Exercise passage:

BEGIN

= Jens Edvin A. Skoghøy =

Norwegian judge (born 1955)

Jens Edvin Andreassen Skoghøy (born February 16, 1955) is a Norwegian lawyer, former Supreme Court justice, and professor of law.

Skoghøy grew up on Ringvassøya, north of Tromsø, in a liberal Laestadian congregation. He completed his secondary education in Tromsø in 1974.

He graduated as cand.jur. at the University of Oslo in 1976 and took the dr.juris degree at the University of Tromsø in 1990. He subsequently became a professor there, and has also worked as a lawyer.

He was appointed Supreme Court Justice in 1998, as one of the youngest ever. He is a member of the Norwegian Academy of Science and Letters. In early 2017 he resigned from the Supreme Court to resume his professorship at the University of Tromsø.

In 2020, he was reappointed to the Supreme Court and took office on October 12, 2020. A year later he became the most senior justice on the court, ranking after the Chief Justice. In the fall of 2022, after experiencing deteriorating health, Skoghøy was hospitalized and took leaves of absence from the Court. He also accused his wife of poisoning him.

In April, 2023, Skoghøy announced his resignation from the Supreme Court, effective July 1, 2023. The Supreme Court agreed to pay him a lump sum of 3.6 million NOK. The agreement allowed Skoghøy to retain a salary equivalent to that of a Supreme Court judge until his retirement age in 2025 and covered his legal expenses related to the resignation agreement. This type of departure — induced departure — where a justice’s resignation is not voluntary and is accompanied by financial incentives, was seen as unprecedented in Norway.

Skoghøy has written a number of articles and books on, among other things, dispute resolution, lien law, and civil procedure.

END

About this task: Rewrite the Skoghøy biography from "Skoghøy grew up" to "as a lawyer.", replacing "secondary education" with "upper secondary schooling".

Entries provided:

BEGIN

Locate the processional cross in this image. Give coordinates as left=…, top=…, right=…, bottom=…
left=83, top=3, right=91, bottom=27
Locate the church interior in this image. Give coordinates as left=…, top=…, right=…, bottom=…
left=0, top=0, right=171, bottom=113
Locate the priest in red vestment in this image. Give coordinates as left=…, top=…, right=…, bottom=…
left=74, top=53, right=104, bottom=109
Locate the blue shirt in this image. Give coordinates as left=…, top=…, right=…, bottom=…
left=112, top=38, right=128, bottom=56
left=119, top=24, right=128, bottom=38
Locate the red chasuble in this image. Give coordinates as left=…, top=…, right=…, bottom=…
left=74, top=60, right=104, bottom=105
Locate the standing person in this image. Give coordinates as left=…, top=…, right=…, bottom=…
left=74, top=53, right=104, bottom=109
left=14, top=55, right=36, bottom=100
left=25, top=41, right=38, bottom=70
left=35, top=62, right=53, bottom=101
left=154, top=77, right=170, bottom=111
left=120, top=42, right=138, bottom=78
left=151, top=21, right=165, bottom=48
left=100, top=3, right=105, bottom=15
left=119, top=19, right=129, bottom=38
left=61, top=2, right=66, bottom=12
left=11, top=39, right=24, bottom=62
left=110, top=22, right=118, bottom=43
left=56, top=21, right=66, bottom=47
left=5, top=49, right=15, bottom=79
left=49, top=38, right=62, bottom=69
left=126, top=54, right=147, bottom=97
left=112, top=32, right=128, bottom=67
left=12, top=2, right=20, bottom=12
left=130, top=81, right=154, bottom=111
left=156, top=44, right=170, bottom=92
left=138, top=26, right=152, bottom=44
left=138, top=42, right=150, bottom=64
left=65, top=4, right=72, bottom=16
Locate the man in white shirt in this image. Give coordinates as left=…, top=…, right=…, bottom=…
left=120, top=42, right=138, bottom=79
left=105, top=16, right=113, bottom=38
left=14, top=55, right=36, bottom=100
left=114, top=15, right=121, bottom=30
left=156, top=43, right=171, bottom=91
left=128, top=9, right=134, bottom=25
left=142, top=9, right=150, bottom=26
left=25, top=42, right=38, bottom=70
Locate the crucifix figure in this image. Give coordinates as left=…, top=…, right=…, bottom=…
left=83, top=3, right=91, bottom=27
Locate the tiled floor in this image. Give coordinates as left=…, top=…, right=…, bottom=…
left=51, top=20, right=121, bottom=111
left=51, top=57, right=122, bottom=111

END

Solution to the problem:
Skoghøy grew up on Ringvassøya, north of Tromsø, in a liberal Laestadian congregation. He completed his upper secondary schooling in Tromsø in 1974.

He graduated as cand.jur. at the University of Oslo in 1976 and took the dr.juris degree at the University of Tromsø in 1990. He subsequently became a professor there, and has also worked as a lawyer.